In general, expired pharmaceuticals do not represent a serious threat to public health or to the environment. Improper disposal may be hazardous if it leads to contamination of water supplies or local sources used by nearby communities or wildlife. Expired drugs may come into the hands of scavengers and children if a landfill is insecure. Pilfering from a stockpile of waste drugs or during sorting may result in expired drugs being diverted to the market for resale and misuse. Most pharmaceuticals past their expiry date become less efficacious and a few may develop a different adverse drug reaction profile. There are some categories of expired drugs or defective disposal practices that carry a public health risk. The main health risks are summarized below.
• Contamination of drinking water must be avoided. Landfills must be sited and constructed in a way that minimizes the possibility of leachate entering an aquifer, surface water or drinking water system.

━━━━

[WORK REQUEST A]
Answer these questions from the passage on expired pharmaceuticals:
(i) Who may get hold of expired drugs if a landfill is insecure?
(ii) What happens to the efficacy of most pharmaceuticals past their expiry date?
(iii) Landfills must be sited and constructed to minimize the possibility of leachate entering what?
[WORK REQUEST B]
Reproduce the passage on expired pharmaceuticals word for word, starting with "In general, expired" and going on through "are summarized below.".

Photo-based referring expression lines

━━━━

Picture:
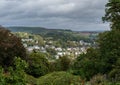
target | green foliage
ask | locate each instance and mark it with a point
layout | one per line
(113, 13)
(16, 75)
(64, 63)
(10, 46)
(87, 65)
(61, 64)
(109, 46)
(38, 64)
(99, 80)
(59, 78)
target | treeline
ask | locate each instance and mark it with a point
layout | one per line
(99, 66)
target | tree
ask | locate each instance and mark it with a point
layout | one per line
(10, 46)
(38, 64)
(59, 78)
(109, 47)
(16, 75)
(87, 65)
(113, 14)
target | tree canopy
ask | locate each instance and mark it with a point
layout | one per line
(10, 46)
(113, 14)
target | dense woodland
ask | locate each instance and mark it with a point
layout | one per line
(98, 66)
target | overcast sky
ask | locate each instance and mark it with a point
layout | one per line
(59, 14)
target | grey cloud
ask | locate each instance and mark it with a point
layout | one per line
(71, 14)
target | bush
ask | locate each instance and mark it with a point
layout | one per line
(59, 78)
(10, 46)
(38, 64)
(16, 75)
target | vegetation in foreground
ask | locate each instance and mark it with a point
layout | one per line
(99, 66)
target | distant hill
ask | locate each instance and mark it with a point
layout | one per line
(35, 30)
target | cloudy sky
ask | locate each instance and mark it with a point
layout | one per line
(58, 14)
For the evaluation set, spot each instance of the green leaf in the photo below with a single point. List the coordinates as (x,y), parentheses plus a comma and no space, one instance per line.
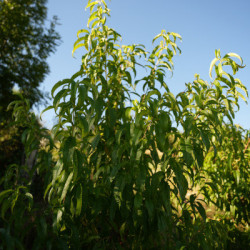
(212,65)
(76,47)
(150,207)
(62,93)
(69,143)
(95,141)
(59,84)
(83,124)
(137,200)
(66,186)
(79,200)
(48,108)
(82,31)
(91,4)
(4,194)
(91,18)
(235,55)
(201,210)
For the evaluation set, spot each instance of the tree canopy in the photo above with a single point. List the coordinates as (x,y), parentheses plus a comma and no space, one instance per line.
(27,38)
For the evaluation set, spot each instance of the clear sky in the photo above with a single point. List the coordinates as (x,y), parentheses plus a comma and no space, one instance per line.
(203,25)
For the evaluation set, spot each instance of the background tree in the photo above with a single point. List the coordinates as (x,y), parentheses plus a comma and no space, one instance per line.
(27,38)
(26,41)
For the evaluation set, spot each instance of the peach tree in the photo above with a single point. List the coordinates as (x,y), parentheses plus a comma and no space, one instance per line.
(128,161)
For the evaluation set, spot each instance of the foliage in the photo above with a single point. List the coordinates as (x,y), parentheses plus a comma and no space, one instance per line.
(123,174)
(26,41)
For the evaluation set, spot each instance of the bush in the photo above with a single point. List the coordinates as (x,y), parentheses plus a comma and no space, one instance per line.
(123,175)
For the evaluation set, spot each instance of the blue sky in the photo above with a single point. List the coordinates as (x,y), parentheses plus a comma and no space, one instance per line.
(203,25)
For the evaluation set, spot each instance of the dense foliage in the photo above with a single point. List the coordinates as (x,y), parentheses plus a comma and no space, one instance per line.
(125,170)
(26,41)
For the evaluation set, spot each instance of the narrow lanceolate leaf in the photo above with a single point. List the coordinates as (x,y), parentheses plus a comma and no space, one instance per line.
(66,186)
(201,210)
(4,193)
(68,144)
(231,54)
(79,200)
(76,47)
(91,18)
(48,108)
(62,93)
(91,4)
(212,65)
(59,84)
(82,31)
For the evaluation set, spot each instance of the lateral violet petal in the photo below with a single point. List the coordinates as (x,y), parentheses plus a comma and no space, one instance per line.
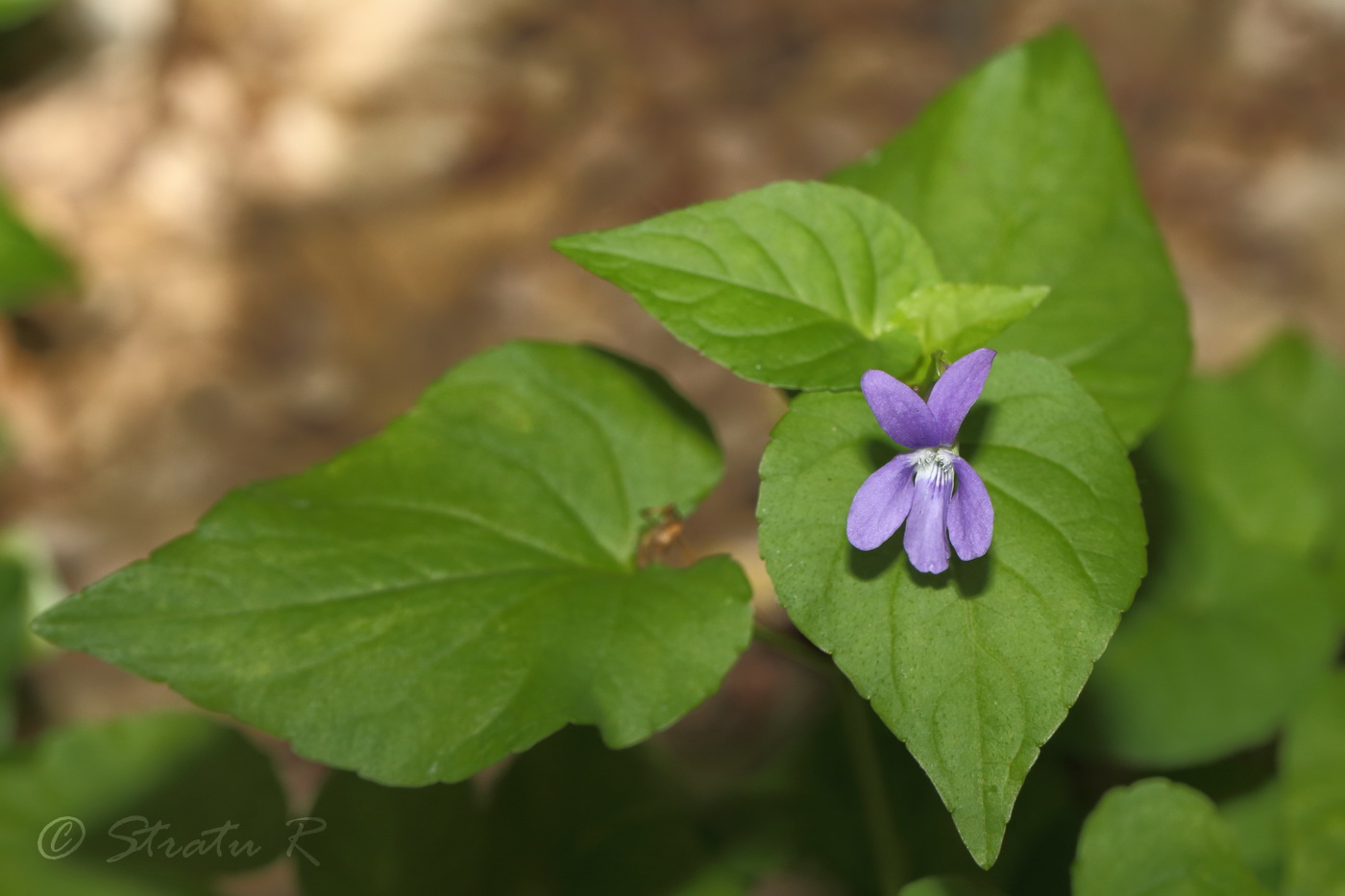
(957,390)
(925,543)
(881,505)
(971,517)
(901,413)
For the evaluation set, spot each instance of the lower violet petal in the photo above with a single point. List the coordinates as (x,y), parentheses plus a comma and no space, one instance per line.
(925,543)
(881,503)
(971,519)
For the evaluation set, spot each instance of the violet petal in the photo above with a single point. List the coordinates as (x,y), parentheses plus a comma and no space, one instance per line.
(925,543)
(881,503)
(971,517)
(957,390)
(901,413)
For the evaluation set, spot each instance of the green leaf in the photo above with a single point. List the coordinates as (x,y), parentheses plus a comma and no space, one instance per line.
(13,635)
(1159,838)
(794,284)
(393,841)
(118,779)
(1257,822)
(947,885)
(453,590)
(1018,174)
(975,667)
(1223,643)
(961,318)
(29,265)
(1217,447)
(1234,624)
(13,12)
(1313,771)
(1298,390)
(572,818)
(568,818)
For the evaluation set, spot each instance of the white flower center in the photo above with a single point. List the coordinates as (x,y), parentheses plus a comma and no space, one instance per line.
(934,463)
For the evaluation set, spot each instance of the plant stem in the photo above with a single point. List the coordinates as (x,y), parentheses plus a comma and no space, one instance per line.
(887,846)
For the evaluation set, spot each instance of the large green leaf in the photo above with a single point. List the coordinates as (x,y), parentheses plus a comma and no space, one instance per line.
(1313,761)
(111,784)
(1236,619)
(1159,838)
(1224,642)
(29,265)
(803,285)
(794,284)
(1018,174)
(975,667)
(453,590)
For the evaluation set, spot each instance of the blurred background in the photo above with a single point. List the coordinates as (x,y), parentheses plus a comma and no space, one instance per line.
(286,217)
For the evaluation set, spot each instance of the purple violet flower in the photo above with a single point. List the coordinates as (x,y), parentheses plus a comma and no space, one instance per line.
(930,487)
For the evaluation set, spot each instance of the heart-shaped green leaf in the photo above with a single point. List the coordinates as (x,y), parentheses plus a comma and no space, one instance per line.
(975,667)
(453,590)
(1159,838)
(1018,174)
(1237,619)
(794,284)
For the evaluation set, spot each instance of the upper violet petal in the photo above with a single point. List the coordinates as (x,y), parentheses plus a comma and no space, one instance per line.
(881,503)
(925,543)
(901,413)
(957,390)
(971,517)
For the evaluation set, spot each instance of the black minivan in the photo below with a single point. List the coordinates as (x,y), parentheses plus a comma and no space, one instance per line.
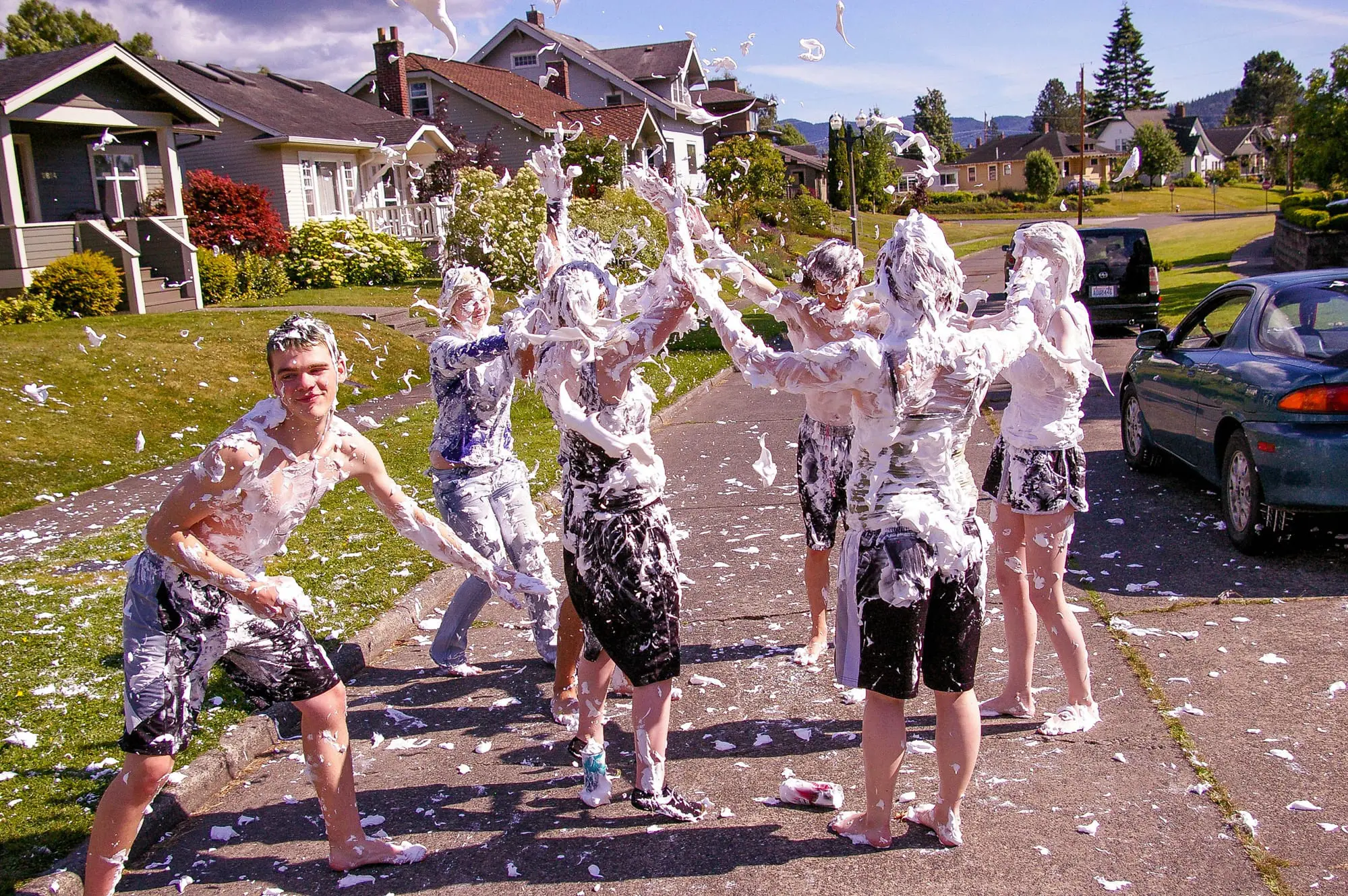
(1122,285)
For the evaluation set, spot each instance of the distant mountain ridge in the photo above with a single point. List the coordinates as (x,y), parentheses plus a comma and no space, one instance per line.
(966,129)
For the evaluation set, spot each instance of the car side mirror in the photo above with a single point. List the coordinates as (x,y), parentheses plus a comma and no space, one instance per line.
(1153,340)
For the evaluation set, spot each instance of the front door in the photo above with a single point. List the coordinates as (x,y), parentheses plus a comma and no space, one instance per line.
(116,175)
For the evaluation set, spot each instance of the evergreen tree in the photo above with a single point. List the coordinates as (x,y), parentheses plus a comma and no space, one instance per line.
(932,119)
(1125,82)
(1269,90)
(38,26)
(1057,108)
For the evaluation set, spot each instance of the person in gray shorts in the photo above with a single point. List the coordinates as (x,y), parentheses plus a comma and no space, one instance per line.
(200,595)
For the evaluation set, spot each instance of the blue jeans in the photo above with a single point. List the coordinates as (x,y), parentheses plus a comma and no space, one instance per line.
(491,510)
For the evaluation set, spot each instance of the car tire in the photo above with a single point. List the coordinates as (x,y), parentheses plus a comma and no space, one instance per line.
(1242,498)
(1138,450)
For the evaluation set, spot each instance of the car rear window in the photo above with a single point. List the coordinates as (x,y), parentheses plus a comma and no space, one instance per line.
(1308,321)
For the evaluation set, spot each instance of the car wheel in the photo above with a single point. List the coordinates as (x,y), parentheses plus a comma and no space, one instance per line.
(1138,449)
(1242,498)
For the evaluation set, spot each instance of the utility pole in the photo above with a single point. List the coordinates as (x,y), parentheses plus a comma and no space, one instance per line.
(1082,174)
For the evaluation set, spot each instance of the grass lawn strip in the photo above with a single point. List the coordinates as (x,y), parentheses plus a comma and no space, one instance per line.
(1269,866)
(61,661)
(178,390)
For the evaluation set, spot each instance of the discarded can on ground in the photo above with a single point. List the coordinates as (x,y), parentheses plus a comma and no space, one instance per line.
(800,793)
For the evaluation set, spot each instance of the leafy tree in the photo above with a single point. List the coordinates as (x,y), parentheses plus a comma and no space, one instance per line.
(1161,154)
(600,163)
(789,135)
(1269,90)
(932,119)
(742,173)
(38,26)
(1125,82)
(1041,174)
(1057,108)
(1322,123)
(229,216)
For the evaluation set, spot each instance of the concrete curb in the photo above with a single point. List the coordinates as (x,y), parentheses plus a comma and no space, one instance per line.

━━━━

[TASK RESPONSE A]
(i) Scavengers and children.
(ii) They become less efficacious.
(iii) An aquifer, surface water or drinking water system.

[TASK RESPONSE B]
In general, expired pharmaceuticals do not represent a serious threat to public health or to the environment. Improper disposal may be hazardous if it leads to contamination of water supplies or local sources used by nearby communities or wildlife. Expired drugs may come into the hands of scavengers and children if a landfill is insecure. Pilfering from a stockpile of waste drugs or during sorting may result in expired drugs being diverted to the market for resale and misuse. Most pharmaceuticals past their expiry date become less efficacious and a few may develop a different adverse drug reaction profile. There are some categories of expired drugs or defective disposal practices that carry a public health risk. The main health risks are summarized below.